Supplied text:

"""

A sequel to Pacific Rim without Guillermo del Toro's contribution was always going to be in danger of being a load of bull. Yes, the notion of giant monsters fighting giant robots with modern special effects is a head-slappingly awesome idea that a lot of creatives could do something with, but what elevates Pacific Rim is the gothic atmosphere and the rich internal mythology that justifies the metal-on-monster fisticuffs, largely the product of del Toro's writing and direction. So the sequel, Pacific Rim Uprising, was never going to feel quite like the singular vision of del Toro's work, but it did still have an opportunity to build its own brand of kaiju-sized fun on the foundation del Toro laid. Unfortunately, it seems that the strain of being a loyal sequel and trying to be its own thing was too much for Uprising, as it tears itself apart in the attempt and leaves bare the skeleton of the decent actioner that could have been.
Picking up ten years after the events of the original film, Uprising finds Jake Pentecost (John Boyega), son of Idris Elba's character, making his way through life as a thief in the ruins of a city destroyed by kaiju. In his misadventures, he meets Amara (Cailee Spaeny), a teenage scrapper who built her own single-pilot mini-Jaeger (what this franchise calls the giant robots) and consequently drags Jake into some shenanigans with the law. Rather than face jail time, Jake is enlisted by his sister, the legendary Mako Mori (Rinko Kikuchi), to join the Jaeger Academy with Amara as a teacher and cadet, respectively. While there we find Jake's past as a Jaeger pilot catching up with him in the form of his old co-pilot Nate (Scott Eastwood, exuding about as much personality as a parked car), while a mysterious threat of a rogue Jaeger looms on the fringes of the post-war peace.
If all this seems pretty underwhelming as the plot of a film where you want the metal one to punch the blue blood out of the spiky one, then you've pretty much surmised why Uprising doesn't entirely work. There's too much plot going on here, trying to balance the concerns of setting up a new franchise's worth of characters while paying homage to the previous film's stars (Charlie Day and Burn Gorman also return as Newt and Gottlieb to mixed results), and the resulting mish-mash of tropes and character arcs trip over each other for attention and screentime. Sometimes the film is about Jake trying to live up to the legacy of his father. Sometimes it's about Amara getting over the trauma of watching her family die in a kaiju attack. Sometimes it's about the inability of the cadets to function as a unit. Sometimes it's about Newt in the thrall of a shady Chinese corporation that wants to automate Jaegers with drone technology. Entire characters, such as a love triangle interest for John and Nate, are introduced only to be almost entirely forgotten for the rest of the movie. And none of it comes together as a cohesive thematic whole, as the disparate storylines bump around without much development or even much logical consistency until it's time for the promised third act showdown.

"""

Extracted material:
"""

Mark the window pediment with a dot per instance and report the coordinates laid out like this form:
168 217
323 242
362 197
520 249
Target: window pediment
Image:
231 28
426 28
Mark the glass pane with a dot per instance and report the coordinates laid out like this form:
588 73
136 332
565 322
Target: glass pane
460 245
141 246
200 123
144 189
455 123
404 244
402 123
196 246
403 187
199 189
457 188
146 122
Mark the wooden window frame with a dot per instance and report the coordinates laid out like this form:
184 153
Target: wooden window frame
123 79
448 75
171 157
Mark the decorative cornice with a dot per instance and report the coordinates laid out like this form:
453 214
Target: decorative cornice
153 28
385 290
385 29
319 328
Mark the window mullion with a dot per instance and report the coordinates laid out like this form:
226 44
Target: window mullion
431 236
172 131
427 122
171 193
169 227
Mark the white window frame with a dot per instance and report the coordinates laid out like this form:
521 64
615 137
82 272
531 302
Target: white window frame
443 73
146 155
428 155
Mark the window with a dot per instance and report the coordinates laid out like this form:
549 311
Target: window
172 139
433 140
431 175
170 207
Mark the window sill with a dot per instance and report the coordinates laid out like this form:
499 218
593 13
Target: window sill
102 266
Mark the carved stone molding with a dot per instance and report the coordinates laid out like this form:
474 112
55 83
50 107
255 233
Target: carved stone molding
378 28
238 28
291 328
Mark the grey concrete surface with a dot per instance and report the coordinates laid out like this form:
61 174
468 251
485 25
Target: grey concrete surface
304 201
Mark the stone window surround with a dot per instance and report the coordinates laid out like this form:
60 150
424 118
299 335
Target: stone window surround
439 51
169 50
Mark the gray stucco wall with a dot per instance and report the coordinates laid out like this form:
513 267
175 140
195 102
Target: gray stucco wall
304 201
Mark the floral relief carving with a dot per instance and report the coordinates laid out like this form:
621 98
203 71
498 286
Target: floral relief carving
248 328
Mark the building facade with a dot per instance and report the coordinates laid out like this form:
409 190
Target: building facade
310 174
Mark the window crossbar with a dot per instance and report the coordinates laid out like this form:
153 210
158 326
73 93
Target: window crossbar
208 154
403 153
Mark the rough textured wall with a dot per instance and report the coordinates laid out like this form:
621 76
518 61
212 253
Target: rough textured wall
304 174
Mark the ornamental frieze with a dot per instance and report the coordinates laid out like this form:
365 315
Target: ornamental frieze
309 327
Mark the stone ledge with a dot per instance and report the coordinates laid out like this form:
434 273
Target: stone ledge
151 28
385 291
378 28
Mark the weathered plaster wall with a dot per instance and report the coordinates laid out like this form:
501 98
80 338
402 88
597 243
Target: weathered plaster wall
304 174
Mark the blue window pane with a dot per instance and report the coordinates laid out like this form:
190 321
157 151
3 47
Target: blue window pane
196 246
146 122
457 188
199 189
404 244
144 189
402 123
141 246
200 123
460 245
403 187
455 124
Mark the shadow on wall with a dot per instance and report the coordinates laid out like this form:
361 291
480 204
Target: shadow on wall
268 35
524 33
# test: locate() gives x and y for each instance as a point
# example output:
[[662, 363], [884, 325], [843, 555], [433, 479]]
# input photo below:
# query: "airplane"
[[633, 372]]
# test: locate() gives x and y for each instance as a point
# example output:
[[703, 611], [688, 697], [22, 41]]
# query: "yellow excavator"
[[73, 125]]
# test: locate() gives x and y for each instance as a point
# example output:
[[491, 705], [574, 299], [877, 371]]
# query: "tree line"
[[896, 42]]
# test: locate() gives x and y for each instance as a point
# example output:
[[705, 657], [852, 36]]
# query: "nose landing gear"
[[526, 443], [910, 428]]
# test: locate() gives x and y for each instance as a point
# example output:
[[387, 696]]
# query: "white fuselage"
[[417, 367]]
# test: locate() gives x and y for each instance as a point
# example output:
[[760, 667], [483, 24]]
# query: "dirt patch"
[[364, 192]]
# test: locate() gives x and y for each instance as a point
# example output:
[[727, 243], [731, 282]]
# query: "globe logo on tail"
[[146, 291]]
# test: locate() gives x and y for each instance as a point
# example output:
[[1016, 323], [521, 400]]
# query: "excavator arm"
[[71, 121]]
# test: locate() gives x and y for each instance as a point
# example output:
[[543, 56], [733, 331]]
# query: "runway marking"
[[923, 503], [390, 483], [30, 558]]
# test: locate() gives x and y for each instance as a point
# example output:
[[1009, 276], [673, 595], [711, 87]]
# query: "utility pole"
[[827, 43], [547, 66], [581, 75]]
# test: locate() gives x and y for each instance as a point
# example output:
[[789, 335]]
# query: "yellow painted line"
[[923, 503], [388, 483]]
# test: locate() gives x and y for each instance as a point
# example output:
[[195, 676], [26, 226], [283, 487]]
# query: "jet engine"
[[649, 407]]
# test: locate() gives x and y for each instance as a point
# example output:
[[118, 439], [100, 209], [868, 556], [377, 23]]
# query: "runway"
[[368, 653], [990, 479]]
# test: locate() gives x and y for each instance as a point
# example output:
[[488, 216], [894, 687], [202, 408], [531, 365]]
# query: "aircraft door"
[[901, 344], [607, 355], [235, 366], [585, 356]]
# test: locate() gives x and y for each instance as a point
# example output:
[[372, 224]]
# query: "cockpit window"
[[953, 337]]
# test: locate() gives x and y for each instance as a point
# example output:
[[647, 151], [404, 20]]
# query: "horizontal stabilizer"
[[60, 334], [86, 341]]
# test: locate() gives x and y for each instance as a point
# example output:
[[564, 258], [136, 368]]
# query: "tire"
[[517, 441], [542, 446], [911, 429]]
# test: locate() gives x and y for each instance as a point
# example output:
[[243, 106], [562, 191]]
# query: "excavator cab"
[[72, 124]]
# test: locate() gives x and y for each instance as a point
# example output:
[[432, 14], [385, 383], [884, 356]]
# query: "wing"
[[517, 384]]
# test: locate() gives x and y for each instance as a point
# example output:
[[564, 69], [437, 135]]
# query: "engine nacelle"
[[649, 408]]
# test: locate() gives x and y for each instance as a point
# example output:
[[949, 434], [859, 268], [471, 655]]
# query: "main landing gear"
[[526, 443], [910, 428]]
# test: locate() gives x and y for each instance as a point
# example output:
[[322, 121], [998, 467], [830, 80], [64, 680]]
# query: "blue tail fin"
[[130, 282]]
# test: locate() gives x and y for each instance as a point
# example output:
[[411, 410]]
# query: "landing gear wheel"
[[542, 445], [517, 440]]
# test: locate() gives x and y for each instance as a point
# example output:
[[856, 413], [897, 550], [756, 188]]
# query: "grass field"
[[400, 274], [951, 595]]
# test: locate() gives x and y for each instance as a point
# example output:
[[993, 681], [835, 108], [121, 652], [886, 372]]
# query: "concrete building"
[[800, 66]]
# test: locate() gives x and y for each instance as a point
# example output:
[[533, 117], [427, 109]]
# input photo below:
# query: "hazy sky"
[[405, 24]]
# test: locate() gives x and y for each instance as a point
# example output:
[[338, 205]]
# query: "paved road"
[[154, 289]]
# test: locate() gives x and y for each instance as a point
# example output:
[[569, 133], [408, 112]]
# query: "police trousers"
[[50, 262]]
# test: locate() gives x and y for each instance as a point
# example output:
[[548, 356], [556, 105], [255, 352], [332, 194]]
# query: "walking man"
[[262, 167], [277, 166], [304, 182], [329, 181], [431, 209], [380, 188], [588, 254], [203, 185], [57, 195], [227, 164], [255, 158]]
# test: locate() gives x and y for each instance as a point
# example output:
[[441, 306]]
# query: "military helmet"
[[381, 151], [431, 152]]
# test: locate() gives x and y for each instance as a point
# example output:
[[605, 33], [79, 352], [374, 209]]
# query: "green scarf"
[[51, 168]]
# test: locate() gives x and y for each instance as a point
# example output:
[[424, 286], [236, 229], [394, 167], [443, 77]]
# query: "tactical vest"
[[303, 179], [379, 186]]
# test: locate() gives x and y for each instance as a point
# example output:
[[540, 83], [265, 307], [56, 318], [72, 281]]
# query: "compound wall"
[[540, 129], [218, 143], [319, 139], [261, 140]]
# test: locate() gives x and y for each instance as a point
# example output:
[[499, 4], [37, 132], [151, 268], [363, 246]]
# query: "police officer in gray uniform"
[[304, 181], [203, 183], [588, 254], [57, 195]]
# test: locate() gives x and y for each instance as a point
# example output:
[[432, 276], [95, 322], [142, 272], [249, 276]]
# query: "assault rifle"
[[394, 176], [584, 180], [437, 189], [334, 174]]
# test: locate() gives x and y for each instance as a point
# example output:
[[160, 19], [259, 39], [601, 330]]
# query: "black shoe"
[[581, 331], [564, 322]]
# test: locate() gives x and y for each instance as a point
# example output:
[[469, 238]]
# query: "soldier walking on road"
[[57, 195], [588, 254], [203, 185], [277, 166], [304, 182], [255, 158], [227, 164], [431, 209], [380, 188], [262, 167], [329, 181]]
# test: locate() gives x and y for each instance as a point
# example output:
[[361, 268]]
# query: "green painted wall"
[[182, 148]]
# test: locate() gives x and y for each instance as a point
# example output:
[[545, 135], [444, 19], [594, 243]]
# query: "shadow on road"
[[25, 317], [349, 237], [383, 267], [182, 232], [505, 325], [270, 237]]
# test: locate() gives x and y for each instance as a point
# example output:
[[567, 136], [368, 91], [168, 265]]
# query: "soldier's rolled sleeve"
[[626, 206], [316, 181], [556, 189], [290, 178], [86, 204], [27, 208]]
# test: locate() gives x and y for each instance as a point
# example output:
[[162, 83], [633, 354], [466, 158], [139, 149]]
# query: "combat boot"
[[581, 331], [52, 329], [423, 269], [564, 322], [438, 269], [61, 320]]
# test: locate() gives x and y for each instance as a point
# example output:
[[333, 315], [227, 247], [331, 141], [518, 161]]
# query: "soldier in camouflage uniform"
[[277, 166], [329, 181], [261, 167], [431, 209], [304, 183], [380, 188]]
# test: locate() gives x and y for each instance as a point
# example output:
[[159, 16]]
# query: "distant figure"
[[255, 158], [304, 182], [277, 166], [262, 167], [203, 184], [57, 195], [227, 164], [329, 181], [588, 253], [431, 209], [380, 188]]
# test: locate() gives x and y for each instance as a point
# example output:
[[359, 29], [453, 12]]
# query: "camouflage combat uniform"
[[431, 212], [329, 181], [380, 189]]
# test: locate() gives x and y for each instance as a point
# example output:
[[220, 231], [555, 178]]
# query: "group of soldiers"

"""

Instructions to follow:
Answer these questions using the review of Pacific Rim Uprising.
(a) According to the review, whose writing and direction largely produced the first film's gothic atmosphere and internal mythology?
(b) How long after the events of the original film does Uprising pick up?
(c) Which characters do Charlie Day and Burn Gorman return to play?

Task solution:
(a) Guillermo del Toro's.
(b) Ten years.
(c) Newt and Gottlieb.